__REQUESTS__.
• A. In the forum thread about anime avatars, what reasons does CrunkLord420 give for choosing their avatar?
• B. Write the next part of the forum thread about anime avatars, starting after its last post.
** start QUOTED PASSAGE **
# Quick anime avatar fag question



## AnOminous (Aug 20, 2017)

I always wonder this about you dudes who always have anime chicks as avatars, sticking their tongues out or whatever or obviously being sexy.

Do you actually want to BE these chicks?

Why would you otherwise pick them as your avatar?  Do you want to bang them yourselves or are you trannies or gay dudes trying to cruise for dick by using these hot anime chicks as avatars?

It's always weirded me out and I've never understood it.  

Are you secretly trannies or fags?  Or what?

Because using a chick as an avatar when you're a dude is either gay, or tranny, or something else.  I'm not sure what.


----------



## drain (Aug 20, 2017)

AnOminous said:


> chicks as avatars, sticking their tongues out



hi


----------



## BadaBadaBoom (Aug 20, 2017)

Hi


----------



## El Porko Fako (Aug 20, 2017)

DrainRedRain said:


> hi


Better than your last avatar tbh.


----------



## drain (Aug 20, 2017)

El Porko Fako said:


> Better than your last avatar tbh.



im a pervert


----------



## ShittyRecolor (Aug 20, 2017)

Where does all of this leave me, though?


----------



## Black Waltz (Aug 20, 2017)

I'm kind of a fag. Maybe OP has a point..


----------



## CrunkLord420 (Aug 21, 2017)

I liked this picture, and felt it was fitting for this forum. I also think it matches the username I picked.


----------



## Organic Fapcup (Aug 21, 2017)

Anime avatars are a sign of intellectual superiority and enlightenment. People with anime avatars are attractive, intelligent, charismatic and successful.


----------



## Doc Cassidy (Aug 21, 2017)

I have a cool skull because I'm a badass irl


----------



## AnimuGinger (Aug 21, 2017)

Just autism.
** end QUOTED PASSAGE **
** start LISTING **
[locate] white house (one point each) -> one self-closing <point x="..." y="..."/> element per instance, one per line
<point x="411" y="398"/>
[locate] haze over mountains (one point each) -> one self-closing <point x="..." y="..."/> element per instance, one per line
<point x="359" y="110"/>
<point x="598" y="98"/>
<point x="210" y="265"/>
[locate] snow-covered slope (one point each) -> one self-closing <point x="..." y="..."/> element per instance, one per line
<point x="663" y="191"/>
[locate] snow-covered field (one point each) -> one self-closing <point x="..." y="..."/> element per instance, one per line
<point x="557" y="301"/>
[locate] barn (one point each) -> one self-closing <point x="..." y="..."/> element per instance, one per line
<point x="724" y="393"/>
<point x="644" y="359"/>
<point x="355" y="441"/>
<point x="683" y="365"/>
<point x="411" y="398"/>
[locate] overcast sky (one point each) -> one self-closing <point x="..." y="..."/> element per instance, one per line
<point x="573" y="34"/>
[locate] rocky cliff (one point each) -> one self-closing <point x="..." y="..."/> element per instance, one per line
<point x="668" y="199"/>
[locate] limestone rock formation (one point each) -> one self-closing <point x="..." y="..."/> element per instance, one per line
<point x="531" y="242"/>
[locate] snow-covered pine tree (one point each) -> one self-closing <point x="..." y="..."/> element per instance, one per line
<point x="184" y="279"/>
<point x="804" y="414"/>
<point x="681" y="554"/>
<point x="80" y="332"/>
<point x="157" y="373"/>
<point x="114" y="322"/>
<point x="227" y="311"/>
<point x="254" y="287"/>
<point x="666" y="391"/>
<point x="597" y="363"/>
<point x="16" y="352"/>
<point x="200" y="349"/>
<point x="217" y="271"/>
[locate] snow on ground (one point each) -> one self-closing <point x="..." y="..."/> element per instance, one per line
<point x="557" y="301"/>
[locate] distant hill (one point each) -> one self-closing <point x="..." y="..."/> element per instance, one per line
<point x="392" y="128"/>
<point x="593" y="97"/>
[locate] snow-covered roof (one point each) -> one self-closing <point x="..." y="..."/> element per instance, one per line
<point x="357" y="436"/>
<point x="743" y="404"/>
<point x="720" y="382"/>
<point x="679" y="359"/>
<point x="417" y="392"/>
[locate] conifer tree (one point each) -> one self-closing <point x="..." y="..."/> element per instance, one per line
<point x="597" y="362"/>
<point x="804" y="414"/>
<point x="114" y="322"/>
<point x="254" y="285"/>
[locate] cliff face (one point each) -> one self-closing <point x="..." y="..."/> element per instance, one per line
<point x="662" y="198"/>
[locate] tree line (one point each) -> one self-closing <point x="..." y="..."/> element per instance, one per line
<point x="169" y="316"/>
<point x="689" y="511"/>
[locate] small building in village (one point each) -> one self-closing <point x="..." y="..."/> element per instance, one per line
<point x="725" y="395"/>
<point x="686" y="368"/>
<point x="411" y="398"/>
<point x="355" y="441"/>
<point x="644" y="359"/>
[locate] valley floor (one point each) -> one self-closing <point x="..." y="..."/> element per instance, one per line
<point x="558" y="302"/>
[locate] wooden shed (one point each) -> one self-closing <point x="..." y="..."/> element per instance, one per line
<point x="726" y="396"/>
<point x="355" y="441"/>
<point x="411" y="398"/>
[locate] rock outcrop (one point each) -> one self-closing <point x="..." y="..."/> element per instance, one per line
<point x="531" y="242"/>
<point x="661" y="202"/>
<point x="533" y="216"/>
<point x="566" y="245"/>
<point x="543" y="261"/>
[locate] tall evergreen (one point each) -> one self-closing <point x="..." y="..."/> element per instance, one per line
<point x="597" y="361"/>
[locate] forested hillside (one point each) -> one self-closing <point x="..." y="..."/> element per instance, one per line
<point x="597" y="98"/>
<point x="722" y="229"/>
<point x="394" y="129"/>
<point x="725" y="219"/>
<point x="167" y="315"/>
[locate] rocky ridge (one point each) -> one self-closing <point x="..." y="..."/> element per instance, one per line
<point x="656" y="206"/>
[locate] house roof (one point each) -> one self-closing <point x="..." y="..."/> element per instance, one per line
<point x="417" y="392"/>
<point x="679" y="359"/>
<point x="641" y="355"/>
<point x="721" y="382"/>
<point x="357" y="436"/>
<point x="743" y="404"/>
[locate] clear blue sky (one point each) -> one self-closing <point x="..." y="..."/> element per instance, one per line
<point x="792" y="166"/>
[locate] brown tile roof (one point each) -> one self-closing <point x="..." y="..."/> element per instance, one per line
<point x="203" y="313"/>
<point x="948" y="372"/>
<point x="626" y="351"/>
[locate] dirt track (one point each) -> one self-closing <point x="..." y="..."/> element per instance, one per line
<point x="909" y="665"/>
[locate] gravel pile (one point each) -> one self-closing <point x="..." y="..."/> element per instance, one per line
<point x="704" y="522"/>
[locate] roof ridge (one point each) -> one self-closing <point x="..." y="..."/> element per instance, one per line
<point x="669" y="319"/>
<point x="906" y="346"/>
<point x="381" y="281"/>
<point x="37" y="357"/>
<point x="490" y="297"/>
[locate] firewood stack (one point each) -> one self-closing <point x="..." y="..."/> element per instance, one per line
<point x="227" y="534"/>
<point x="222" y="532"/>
** end LISTING **
__RESPONSES TO THE EXERCISE__.
• A. CrunkLord420 liked the picture, felt it fit the forum, and thinks it matches the chosen username.

• B.
----------



## Mister Loser (Aug 21, 2017)

It's a need to let people know what you like.


Spoiler: Also known as



:autism:


----------



## Hui (Aug 21, 2017)

AnOminous said:


> I always wonder this about you dudes who always have anime chicks as avatars, sticking their tongues out or whatever or obviously being sexy.
> 
> Do you actually want to BE these chicks?
> 
> ...


Do you want to be the fat guy in your avatar or do you just have it because other reasons? Or is that you and ur a fatty like @Michel ???

P sure it is just for laughs. (I fucking hope)



Dink Smallwood said:


> I'm kind of a fag. Maybe OP has a point..


Touhou avatar.

1. Likes hard games
2. Likes hats
3. Is a pedo

It can be any of these or all 3 really.


----------



## Michel (Aug 21, 2017)

I'm Cool.



Hui said:


> Do you want to be the fat guy in your avatar or do you just have it because other reasons? Or is that you and ur a fatty like @Michel ???
> 
> P sure it is just for laughs. (I fucking hope)
> 
> ...


cunt


----------



## QT 219 (Aug 21, 2017)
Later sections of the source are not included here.